▶ [Directions for this task]:
Restate, word for word, all of the material shown below.

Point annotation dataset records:
——————

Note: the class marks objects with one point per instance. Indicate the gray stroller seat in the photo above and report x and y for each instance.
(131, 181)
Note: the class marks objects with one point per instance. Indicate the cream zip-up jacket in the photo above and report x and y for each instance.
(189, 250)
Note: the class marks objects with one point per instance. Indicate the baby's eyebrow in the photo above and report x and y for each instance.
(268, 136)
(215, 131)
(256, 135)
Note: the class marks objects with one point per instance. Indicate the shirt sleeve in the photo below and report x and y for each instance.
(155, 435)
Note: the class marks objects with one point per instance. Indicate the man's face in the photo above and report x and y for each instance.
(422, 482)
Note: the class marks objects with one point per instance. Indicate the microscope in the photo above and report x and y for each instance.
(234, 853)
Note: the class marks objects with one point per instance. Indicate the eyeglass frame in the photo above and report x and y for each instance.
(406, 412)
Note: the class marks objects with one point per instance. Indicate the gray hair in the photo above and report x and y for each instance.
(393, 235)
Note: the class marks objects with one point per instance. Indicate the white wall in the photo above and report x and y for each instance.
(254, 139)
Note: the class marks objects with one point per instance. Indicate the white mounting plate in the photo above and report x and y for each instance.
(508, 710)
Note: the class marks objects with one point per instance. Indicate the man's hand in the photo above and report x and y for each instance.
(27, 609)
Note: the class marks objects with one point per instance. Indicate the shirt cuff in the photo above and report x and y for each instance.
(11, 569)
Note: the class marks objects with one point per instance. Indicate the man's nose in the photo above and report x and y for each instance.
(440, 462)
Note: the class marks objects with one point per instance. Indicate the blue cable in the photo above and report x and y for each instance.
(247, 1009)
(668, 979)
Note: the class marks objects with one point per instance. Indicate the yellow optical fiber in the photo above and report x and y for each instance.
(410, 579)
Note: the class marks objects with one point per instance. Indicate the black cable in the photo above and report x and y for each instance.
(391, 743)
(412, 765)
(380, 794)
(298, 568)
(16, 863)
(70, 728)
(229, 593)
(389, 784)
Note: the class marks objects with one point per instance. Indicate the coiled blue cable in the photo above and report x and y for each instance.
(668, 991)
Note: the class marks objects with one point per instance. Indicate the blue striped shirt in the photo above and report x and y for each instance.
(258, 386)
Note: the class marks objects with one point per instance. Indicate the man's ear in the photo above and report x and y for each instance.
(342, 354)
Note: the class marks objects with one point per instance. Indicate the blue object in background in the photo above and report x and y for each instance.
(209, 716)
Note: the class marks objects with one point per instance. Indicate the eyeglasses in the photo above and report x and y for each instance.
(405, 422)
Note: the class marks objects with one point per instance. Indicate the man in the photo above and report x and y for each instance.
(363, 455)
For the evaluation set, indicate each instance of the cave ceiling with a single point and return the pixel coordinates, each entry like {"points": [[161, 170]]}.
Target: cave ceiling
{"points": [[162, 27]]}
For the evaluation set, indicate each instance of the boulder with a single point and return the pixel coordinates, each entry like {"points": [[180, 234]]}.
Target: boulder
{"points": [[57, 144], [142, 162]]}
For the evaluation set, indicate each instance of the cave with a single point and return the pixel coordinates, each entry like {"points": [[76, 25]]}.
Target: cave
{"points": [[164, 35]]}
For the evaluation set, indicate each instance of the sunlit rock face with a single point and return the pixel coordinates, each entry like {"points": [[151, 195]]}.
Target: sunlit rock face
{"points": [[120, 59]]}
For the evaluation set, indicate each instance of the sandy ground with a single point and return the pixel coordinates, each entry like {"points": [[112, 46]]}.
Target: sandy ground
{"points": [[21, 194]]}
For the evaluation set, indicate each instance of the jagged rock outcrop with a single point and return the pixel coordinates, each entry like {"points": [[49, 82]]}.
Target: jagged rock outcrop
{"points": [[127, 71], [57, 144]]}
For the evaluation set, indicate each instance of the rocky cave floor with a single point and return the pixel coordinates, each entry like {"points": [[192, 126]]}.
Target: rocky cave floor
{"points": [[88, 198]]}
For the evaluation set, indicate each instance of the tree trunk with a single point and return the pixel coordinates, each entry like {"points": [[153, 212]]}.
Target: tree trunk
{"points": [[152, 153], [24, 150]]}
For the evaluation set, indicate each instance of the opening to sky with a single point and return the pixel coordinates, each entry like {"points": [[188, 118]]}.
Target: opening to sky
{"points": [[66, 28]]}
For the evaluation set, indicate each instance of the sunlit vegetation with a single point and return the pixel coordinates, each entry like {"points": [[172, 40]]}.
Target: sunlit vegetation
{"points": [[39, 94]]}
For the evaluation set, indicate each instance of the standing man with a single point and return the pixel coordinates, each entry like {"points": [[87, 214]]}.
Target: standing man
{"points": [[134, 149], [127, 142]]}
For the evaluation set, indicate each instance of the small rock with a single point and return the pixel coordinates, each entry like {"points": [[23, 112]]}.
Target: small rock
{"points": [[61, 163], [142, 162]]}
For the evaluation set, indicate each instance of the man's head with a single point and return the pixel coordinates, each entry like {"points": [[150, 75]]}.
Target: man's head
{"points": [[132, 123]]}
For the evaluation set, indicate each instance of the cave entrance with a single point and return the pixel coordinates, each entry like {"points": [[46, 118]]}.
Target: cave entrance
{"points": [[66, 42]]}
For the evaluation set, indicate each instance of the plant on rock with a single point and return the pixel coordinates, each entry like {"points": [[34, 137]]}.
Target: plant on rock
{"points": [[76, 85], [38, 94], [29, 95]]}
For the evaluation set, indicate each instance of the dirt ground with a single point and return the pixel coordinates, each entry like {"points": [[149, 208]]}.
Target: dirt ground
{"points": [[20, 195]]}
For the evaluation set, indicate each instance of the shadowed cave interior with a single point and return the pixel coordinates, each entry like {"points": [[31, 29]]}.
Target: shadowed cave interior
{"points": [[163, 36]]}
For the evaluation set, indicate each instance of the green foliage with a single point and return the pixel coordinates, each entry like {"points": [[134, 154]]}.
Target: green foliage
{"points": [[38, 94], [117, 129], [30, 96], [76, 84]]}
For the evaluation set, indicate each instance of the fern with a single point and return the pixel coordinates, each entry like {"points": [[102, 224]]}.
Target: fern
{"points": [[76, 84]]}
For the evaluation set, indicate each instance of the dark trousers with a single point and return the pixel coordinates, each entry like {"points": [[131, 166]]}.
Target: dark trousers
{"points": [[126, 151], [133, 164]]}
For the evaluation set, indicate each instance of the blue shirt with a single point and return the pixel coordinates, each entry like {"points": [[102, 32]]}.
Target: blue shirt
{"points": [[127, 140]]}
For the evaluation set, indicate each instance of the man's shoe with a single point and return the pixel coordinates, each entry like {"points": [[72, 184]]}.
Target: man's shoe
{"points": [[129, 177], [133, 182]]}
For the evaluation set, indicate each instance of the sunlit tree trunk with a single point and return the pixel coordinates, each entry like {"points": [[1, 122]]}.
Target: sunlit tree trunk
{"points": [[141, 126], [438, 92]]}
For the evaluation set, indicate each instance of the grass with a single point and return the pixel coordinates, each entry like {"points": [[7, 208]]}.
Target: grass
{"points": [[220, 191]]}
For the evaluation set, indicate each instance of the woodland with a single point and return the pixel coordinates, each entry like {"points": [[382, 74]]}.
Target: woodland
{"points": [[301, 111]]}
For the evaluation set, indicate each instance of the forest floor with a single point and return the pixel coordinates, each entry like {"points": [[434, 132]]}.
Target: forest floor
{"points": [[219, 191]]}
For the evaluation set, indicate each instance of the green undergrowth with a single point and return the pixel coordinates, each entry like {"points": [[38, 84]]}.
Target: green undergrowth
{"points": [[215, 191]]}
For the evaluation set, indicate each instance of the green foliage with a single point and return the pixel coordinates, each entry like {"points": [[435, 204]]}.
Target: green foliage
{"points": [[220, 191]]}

——————

▶ [Exercise answer]:
Note: the class marks objects with one point per instance. Indicate the gray stroller seat in the photo above and report x and y for each instance.
(131, 181)
Note: the class marks objects with one point per instance. Indicate the cream zip-up jacket in the photo above and report x and y for each instance.
(189, 250)
Note: the class marks objects with one point per instance. Indicate the baby's eyebrow in the photo above and report x and y for each instance.
(268, 136)
(215, 131)
(256, 135)
Note: the class marks objects with one point per instance. Indicate the shirt sleeve in the photo below and report x and y for each instance.
(155, 435)
Note: the class marks objects with one point per instance. Indicate the man's face in the photo above and report x and y for each instance.
(422, 482)
Note: the class marks objects with one point per instance. Indicate the microscope in the photo above and report x and y for each instance.
(234, 853)
Note: the class marks objects with one point per instance. Indicate the eyeglass frame in the photo above and report x and y for each instance.
(406, 412)
Note: the class marks objects with one point per instance. Indicate the gray hair in the photo above and report x and y for each instance.
(393, 235)
Note: the class marks objects with one point per instance. Indicate the white wall in the photo above and report x and y for each instance.
(254, 139)
Note: the class marks objects with one point per instance. Indicate the white mounting plate in the photo above and report x and y for each instance.
(508, 710)
Note: the class marks objects with one point per instance. Indicate the man's hand in the photo above and report x and y for each instance.
(27, 609)
Note: the class marks objects with one point per instance. Indicate the shirt cuff in the photo above and report x and y for each instance.
(11, 569)
Note: the class marks objects with one point per instance. Indicate the man's nose in the photo above and report x and y for each instance.
(440, 462)
Note: the class marks objects with one point per instance. Indicate the blue cable in the photo above and report x and y for each instance.
(247, 1009)
(668, 979)
Note: the class marks objects with one point per instance. Indicate the yellow optical fiber in the photo above and report x and y for each instance.
(410, 579)
Note: the class marks objects with one point per instance. Indicate the black cable in the photo above and report x and y for each instance.
(391, 743)
(412, 765)
(380, 794)
(298, 568)
(16, 863)
(70, 728)
(229, 593)
(389, 784)
Note: the class marks objects with one point per instance. Indicate the coiled blue cable in the photo above and report x and y for each instance.
(668, 991)
Note: the class marks objects with one point per instance. Indicate the blue striped shirt in the photo above and report x and y for each instance.
(258, 386)
Note: the class marks objects with one point per instance. Indicate the man's ear in the photo above and report x and y for each instance.
(342, 354)
Note: the class marks objects with one point per instance. Indicate the blue object in background in the photo above and report x and y for each instance.
(209, 716)
Note: the class marks objects with one point per instance. Indicate the eyeglasses in the photo above and report x and y for each instance.
(405, 422)
Note: the class marks objects with one point per instance. Indicate the man in the photo above and report x and y for each instance.
(363, 455)
For the evaluation set, indicate each instance of the cave ceiling with a single point and return the pixel coordinates, each entry like {"points": [[161, 170]]}.
Target: cave ceiling
{"points": [[162, 27]]}
For the evaluation set, indicate each instance of the boulder with a single point and return the pixel coordinates, each entry like {"points": [[180, 234]]}.
Target: boulder
{"points": [[57, 144], [142, 162]]}
For the evaluation set, indicate each instance of the cave with a single point and return the pixel coordinates, each entry like {"points": [[76, 25]]}.
Target: cave
{"points": [[164, 35]]}
For the evaluation set, indicate each instance of the sunlit rock face with a single point and return the pixel coordinates, each entry like {"points": [[151, 195]]}.
Target: sunlit rock face
{"points": [[120, 59]]}
For the evaluation set, indicate each instance of the sandy ground with a single point and return the pixel coordinates, each entry like {"points": [[112, 46]]}.
Target: sandy ground
{"points": [[21, 194]]}
For the evaluation set, indicate each instance of the jagged rock outcrop with a single point and return the pixel coordinates, each entry like {"points": [[49, 82]]}.
Target: jagged rock outcrop
{"points": [[127, 71], [57, 144]]}
For the evaluation set, indicate each instance of the rocky cave floor with a single point and return the pixel coordinates, each entry like {"points": [[192, 126]]}.
Target: rocky cave floor
{"points": [[88, 198]]}
For the evaluation set, indicate each instance of the tree trunk with a single point and return the pixel coordinates, each entry like {"points": [[153, 212]]}.
Target: tree trunk
{"points": [[152, 153], [24, 150]]}
For the evaluation set, indicate each instance of the opening to sky with a single point and return the pixel coordinates, each entry like {"points": [[188, 118]]}.
Target: opening to sky
{"points": [[66, 28]]}
For the evaluation set, indicate each instance of the sunlit vegetation with a single point and return the pixel coordinates, each entry like {"points": [[172, 40]]}.
Target: sunlit vegetation
{"points": [[39, 94]]}
For the evaluation set, indicate each instance of the standing man with a single point and return the pixel coordinates, each entry like {"points": [[87, 214]]}.
Target: standing man
{"points": [[134, 149], [127, 142]]}
For the evaluation set, indicate each instance of the small rock with a single point and return the pixel coordinates, each entry like {"points": [[23, 112]]}.
Target: small rock
{"points": [[61, 163], [142, 162]]}
For the evaluation set, indicate each instance of the man's head with a single point and return the pixel coordinates, each entry like {"points": [[150, 75]]}.
Target: man's head
{"points": [[132, 123]]}
For the evaluation set, indicate each instance of the cave entrance with a single point and return the pixel coordinates, each entry like {"points": [[46, 118]]}.
Target: cave entrance
{"points": [[66, 42]]}
For the evaluation set, indicate each instance of the plant on rock with a single point and return the pixel coordinates, each entry like {"points": [[34, 137]]}.
Target: plant on rock
{"points": [[76, 85], [38, 94], [29, 95]]}
For the evaluation set, indicate each instance of the dirt ground with a single point and return the pixel coordinates, each entry like {"points": [[149, 208]]}.
Target: dirt ground
{"points": [[20, 195]]}
For the evaluation set, indicate each instance of the shadowed cave interior with a single point and return the pixel coordinates, each entry like {"points": [[31, 29]]}.
Target: shadowed cave interior
{"points": [[163, 36]]}
For the evaluation set, indicate each instance of the green foliage with a single point and return the pixel coordinates, each entry like {"points": [[134, 154]]}.
Target: green foliage
{"points": [[38, 94], [117, 129], [30, 96], [76, 84]]}
For the evaluation set, indicate each instance of the fern with a single point and return the pixel coordinates, each entry like {"points": [[102, 224]]}.
Target: fern
{"points": [[76, 84]]}
For the evaluation set, indicate each instance of the dark trousers with a single point and return the pixel coordinates, each entry like {"points": [[131, 166]]}.
Target: dark trousers
{"points": [[126, 151], [133, 164]]}
For the evaluation set, indicate each instance of the blue shirt with a single point and return the pixel coordinates, each entry like {"points": [[102, 32]]}.
Target: blue shirt
{"points": [[127, 140]]}
For the evaluation set, indicate each instance of the man's shoe with a single point and return the pixel coordinates, each entry like {"points": [[72, 184]]}.
Target: man's shoe
{"points": [[129, 177], [133, 182]]}
For the evaluation set, indicate each instance of the sunlit tree trunk with a single point and return the pixel coordinates, each entry like {"points": [[1, 122]]}.
Target: sunlit tree trunk
{"points": [[141, 126], [438, 92]]}
For the evaluation set, indicate each instance of the grass with a single point and return the pixel coordinates, each entry like {"points": [[7, 208]]}.
Target: grass
{"points": [[220, 191]]}
For the evaluation set, indicate each instance of the woodland with a single point and return the pixel coordinates, each entry like {"points": [[382, 74]]}.
Target: woodland
{"points": [[301, 111]]}
For the evaluation set, indicate each instance of the forest floor with a single point and return the pixel coordinates, each entry like {"points": [[434, 132]]}.
Target: forest floor
{"points": [[219, 191]]}
For the evaluation set, indicate each instance of the green undergrowth with a single point and return the pixel coordinates, each entry like {"points": [[38, 84]]}.
Target: green undergrowth
{"points": [[215, 191]]}
For the evaluation set, indicate each instance of the green foliage with a single point and return the pixel coordinates, each entry like {"points": [[435, 204]]}.
Target: green foliage
{"points": [[220, 191]]}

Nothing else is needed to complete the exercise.